>> Start Data section

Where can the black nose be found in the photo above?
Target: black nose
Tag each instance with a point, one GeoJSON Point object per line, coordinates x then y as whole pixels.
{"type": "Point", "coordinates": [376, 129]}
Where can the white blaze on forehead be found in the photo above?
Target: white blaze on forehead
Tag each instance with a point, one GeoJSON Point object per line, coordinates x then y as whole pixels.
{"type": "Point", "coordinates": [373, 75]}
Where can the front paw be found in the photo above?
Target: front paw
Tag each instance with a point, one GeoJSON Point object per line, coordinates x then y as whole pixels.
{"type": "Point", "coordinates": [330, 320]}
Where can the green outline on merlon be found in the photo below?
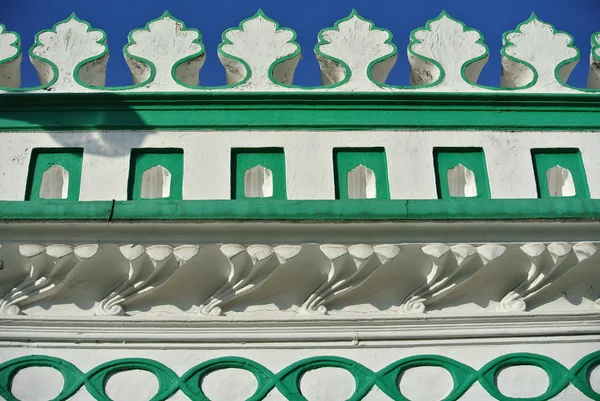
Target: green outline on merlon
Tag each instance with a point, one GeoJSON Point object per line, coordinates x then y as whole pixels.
{"type": "Point", "coordinates": [149, 64]}
{"type": "Point", "coordinates": [15, 44]}
{"type": "Point", "coordinates": [507, 43]}
{"type": "Point", "coordinates": [37, 43]}
{"type": "Point", "coordinates": [225, 41]}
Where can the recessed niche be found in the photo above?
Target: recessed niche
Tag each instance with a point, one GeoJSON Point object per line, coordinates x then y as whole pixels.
{"type": "Point", "coordinates": [361, 183]}
{"type": "Point", "coordinates": [461, 182]}
{"type": "Point", "coordinates": [55, 183]}
{"type": "Point", "coordinates": [258, 182]}
{"type": "Point", "coordinates": [156, 183]}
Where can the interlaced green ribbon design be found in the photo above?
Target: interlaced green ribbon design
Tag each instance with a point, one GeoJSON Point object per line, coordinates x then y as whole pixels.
{"type": "Point", "coordinates": [288, 380]}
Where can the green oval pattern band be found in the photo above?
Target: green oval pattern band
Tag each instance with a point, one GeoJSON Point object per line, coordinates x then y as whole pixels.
{"type": "Point", "coordinates": [287, 381]}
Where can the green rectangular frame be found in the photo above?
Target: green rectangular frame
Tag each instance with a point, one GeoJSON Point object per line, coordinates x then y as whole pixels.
{"type": "Point", "coordinates": [243, 159]}
{"type": "Point", "coordinates": [445, 159]}
{"type": "Point", "coordinates": [145, 158]}
{"type": "Point", "coordinates": [71, 159]}
{"type": "Point", "coordinates": [545, 159]}
{"type": "Point", "coordinates": [345, 159]}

>> End Data section

* The exercise: Rewrite the rows from the line containing "Where can the green rectangular" through the end of the rows, replacing "frame" with "border" and leaving everything else unchanged.

* Reply:
Where can the green rectangular border be found in the photo above?
Target: green rectangular border
Tag each instance with a point, one GeoJSON Point object per line, coordinates x then y as whole pixels.
{"type": "Point", "coordinates": [243, 159]}
{"type": "Point", "coordinates": [445, 159]}
{"type": "Point", "coordinates": [145, 158]}
{"type": "Point", "coordinates": [71, 159]}
{"type": "Point", "coordinates": [545, 159]}
{"type": "Point", "coordinates": [345, 159]}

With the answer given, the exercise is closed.